### Excerpts of bounding box data:

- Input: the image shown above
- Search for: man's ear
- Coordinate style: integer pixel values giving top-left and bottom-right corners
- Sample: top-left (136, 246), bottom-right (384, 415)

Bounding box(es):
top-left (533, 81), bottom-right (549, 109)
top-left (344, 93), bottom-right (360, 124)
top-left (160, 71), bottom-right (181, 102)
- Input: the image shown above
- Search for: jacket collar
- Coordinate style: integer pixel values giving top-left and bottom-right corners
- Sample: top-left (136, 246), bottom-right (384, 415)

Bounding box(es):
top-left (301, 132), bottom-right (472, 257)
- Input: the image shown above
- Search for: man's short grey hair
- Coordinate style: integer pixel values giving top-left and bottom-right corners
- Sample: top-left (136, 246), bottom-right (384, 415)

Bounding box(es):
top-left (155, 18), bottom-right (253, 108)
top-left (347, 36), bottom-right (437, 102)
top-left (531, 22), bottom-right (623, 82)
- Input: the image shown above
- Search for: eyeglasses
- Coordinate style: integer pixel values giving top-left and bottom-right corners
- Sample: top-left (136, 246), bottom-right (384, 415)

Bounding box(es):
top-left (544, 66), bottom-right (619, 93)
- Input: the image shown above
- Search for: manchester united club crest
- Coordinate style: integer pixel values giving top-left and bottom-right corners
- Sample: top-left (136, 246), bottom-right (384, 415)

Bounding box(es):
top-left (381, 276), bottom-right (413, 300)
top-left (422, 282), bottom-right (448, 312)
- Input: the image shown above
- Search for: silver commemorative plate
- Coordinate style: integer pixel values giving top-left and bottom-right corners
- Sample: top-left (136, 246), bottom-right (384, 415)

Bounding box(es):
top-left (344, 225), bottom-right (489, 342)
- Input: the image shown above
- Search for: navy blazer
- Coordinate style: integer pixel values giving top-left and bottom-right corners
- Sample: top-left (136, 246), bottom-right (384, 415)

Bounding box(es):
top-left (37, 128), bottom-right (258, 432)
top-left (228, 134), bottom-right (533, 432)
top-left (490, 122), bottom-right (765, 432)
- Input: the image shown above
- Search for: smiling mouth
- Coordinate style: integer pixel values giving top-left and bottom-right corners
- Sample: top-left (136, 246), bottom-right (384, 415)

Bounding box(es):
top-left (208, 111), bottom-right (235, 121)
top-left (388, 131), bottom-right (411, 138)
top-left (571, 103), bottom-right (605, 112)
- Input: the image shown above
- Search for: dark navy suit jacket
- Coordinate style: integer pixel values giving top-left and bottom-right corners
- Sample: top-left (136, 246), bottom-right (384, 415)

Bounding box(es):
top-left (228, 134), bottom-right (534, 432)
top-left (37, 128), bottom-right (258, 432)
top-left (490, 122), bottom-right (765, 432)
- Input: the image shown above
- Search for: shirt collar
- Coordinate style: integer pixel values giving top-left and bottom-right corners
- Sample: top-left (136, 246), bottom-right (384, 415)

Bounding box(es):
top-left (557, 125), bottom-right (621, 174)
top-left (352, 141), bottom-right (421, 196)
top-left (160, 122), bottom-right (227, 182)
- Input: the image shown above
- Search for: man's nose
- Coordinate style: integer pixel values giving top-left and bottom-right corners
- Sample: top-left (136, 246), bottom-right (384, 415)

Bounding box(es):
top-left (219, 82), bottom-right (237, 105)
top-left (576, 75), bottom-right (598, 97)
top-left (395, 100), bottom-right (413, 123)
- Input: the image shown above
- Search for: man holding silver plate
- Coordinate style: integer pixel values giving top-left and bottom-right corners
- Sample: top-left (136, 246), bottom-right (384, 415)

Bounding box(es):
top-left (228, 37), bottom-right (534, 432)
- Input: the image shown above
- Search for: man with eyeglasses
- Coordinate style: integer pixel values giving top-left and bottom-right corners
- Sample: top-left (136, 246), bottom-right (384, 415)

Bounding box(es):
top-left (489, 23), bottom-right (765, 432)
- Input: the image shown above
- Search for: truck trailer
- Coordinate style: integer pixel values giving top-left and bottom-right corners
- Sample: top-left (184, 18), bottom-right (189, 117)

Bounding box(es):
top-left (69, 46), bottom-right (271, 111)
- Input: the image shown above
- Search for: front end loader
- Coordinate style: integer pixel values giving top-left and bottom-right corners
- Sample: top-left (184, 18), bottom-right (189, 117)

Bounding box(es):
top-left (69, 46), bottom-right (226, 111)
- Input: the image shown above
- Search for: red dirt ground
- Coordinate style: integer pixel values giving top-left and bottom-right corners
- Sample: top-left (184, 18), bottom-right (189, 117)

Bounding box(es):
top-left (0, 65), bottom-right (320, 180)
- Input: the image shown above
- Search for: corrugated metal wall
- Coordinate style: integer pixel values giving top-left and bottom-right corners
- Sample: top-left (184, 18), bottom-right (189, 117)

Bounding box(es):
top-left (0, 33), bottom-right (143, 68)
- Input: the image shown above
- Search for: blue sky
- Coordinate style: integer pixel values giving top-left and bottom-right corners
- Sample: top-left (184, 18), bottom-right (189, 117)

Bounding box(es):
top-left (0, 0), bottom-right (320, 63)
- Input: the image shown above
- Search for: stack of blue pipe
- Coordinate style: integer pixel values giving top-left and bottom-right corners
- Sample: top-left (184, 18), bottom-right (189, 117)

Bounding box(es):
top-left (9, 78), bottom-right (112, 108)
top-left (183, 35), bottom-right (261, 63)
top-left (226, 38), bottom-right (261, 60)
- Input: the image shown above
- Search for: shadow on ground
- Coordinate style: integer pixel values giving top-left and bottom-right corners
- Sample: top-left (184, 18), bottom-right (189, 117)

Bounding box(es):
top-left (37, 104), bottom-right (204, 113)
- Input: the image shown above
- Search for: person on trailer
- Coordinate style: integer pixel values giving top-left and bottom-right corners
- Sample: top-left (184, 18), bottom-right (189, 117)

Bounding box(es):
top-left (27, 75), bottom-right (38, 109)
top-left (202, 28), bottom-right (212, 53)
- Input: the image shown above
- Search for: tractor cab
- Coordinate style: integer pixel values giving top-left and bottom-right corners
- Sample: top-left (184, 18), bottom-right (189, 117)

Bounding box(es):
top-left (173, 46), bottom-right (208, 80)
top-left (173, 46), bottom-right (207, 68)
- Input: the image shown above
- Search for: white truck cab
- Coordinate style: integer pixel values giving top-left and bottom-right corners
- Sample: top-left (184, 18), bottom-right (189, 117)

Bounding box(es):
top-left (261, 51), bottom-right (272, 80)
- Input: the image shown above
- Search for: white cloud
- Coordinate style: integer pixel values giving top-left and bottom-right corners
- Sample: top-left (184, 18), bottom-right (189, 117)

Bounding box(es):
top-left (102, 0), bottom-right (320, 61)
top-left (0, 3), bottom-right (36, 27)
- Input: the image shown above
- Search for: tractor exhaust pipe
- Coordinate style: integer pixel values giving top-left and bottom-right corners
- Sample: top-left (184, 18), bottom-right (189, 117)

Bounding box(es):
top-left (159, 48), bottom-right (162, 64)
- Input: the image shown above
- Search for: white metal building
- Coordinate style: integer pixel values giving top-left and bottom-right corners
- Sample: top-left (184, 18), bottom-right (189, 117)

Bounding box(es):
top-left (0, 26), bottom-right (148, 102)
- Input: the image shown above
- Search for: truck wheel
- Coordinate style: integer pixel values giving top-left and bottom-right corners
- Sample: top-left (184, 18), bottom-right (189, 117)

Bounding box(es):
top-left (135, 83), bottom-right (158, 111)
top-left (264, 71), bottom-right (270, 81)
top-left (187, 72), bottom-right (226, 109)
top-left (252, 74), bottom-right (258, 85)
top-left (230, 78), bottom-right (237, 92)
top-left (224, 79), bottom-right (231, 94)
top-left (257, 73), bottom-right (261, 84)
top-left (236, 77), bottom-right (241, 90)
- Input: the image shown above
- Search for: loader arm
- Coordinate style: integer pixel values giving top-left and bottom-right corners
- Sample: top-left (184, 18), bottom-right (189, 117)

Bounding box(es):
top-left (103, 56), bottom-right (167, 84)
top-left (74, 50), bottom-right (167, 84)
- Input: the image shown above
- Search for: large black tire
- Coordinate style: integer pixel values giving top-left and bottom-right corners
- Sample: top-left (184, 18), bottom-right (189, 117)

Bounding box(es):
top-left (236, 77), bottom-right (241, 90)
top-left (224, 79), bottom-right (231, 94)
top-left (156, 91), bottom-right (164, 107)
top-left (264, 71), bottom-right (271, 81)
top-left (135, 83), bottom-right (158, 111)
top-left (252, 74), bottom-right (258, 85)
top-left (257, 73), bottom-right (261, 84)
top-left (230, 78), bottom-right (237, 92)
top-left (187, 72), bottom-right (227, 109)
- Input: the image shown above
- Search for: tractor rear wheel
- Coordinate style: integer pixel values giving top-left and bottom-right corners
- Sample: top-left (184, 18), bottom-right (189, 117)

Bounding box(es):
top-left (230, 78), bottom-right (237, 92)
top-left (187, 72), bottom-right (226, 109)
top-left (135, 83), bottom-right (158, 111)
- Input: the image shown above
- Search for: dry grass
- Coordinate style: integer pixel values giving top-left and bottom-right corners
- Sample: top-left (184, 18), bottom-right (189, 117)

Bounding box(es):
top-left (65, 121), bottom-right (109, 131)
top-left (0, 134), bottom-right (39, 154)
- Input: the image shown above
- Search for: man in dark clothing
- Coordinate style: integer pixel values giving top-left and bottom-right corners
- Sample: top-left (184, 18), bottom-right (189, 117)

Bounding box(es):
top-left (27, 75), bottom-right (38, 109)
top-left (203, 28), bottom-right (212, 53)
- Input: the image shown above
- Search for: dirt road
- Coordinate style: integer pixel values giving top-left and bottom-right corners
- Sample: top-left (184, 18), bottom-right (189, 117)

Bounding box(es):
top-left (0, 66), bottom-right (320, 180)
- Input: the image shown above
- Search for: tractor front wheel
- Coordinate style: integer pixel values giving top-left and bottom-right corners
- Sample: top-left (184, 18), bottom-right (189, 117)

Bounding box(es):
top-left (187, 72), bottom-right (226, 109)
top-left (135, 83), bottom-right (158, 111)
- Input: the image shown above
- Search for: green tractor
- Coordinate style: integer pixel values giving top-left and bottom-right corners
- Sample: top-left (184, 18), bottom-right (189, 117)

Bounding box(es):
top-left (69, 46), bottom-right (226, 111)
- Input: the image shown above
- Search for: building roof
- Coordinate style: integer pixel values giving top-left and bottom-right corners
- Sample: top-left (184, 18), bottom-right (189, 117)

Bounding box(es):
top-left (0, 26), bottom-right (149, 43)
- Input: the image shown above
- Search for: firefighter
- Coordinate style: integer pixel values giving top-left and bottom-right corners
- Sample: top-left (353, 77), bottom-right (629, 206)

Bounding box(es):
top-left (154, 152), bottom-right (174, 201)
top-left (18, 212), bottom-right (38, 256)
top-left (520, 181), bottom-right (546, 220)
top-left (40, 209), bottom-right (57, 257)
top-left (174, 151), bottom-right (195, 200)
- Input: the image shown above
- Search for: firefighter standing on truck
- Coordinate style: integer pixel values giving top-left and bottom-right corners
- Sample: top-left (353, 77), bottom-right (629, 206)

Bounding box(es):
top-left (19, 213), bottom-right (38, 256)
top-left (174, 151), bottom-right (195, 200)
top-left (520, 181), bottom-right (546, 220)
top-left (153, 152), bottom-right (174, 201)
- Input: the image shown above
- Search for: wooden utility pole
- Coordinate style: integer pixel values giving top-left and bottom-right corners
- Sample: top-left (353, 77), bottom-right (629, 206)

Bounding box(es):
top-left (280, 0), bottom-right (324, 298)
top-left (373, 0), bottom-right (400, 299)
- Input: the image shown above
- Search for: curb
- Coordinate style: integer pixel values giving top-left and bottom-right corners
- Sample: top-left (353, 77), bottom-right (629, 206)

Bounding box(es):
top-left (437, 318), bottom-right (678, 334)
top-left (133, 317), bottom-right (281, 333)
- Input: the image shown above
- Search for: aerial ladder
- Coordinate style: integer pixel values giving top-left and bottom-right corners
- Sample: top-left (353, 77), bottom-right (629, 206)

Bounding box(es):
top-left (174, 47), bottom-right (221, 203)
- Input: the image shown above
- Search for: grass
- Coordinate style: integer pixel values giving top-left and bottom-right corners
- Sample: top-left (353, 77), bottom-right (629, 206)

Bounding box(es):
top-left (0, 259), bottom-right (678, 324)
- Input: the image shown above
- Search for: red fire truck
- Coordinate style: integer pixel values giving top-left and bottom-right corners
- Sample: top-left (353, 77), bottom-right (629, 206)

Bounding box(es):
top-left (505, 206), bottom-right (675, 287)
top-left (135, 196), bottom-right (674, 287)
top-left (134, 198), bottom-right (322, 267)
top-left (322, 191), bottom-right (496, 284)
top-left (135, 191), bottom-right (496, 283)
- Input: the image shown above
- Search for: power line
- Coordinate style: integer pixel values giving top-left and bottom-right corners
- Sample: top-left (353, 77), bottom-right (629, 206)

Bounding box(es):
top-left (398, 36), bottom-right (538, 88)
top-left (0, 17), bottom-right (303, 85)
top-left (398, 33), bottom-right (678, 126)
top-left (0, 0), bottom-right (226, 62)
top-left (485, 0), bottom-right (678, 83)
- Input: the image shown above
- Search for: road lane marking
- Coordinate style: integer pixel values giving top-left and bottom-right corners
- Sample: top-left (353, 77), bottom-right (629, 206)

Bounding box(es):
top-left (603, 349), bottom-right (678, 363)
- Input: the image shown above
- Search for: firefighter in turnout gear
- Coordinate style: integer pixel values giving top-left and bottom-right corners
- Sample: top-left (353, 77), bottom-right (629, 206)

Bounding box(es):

### Problem details:
Copy the lines from the first one up to and including the line with "top-left (301, 132), bottom-right (472, 257)", requests included, and add -15 to every bounding box coordinate in them.

### Result below:
- Input: the image shown above
- Search for: man's ear
- Coordinate style: integer pixel values giving top-left and bottom-right corners
- Sample: top-left (136, 246), bottom-right (384, 415)

Bounding box(es):
top-left (518, 66), bottom-right (534, 94)
top-left (329, 78), bottom-right (345, 109)
top-left (145, 56), bottom-right (166, 87)
- Input: the image shown above
- Search for: jacket collar
- Coordinate style: integer pixel values giving top-left and bottom-right corners
- Sample: top-left (136, 246), bottom-right (384, 415)

Bounding box(es):
top-left (286, 117), bottom-right (457, 242)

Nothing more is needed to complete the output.